Provided material:
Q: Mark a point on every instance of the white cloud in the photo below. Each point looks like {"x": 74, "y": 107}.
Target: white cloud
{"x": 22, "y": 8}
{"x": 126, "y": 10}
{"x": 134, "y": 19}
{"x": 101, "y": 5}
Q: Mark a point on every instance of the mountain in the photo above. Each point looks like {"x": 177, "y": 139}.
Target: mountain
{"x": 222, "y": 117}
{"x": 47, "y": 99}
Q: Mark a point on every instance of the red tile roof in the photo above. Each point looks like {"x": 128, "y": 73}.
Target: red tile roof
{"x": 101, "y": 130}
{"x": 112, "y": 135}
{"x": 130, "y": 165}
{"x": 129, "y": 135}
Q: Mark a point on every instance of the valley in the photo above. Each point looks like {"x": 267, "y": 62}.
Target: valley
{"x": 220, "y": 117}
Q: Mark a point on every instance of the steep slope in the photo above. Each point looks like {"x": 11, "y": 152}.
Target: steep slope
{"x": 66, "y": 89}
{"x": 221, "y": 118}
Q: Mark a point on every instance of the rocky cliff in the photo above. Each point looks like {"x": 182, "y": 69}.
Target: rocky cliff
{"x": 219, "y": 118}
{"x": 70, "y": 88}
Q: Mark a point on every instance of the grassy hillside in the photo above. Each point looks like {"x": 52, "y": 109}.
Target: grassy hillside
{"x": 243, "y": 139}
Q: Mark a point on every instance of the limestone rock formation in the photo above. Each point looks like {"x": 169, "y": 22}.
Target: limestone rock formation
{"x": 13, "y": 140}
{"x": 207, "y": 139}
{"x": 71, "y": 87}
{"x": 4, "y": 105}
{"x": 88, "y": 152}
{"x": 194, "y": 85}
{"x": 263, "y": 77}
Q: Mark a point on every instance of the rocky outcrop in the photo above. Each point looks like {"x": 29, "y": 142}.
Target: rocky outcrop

Aim of the exercise: Could you rewrite the lines from the one with "Q: Mark a point on every instance of the rocky outcrop" through the end of the records, putting "granite outcrop" wherever "rocky outcrop" appears and leaving everything else as it is?

The response:
Q: Mark a point on every instance of the granite outcrop in the photo above. Each point looks like {"x": 29, "y": 142}.
Target: granite outcrop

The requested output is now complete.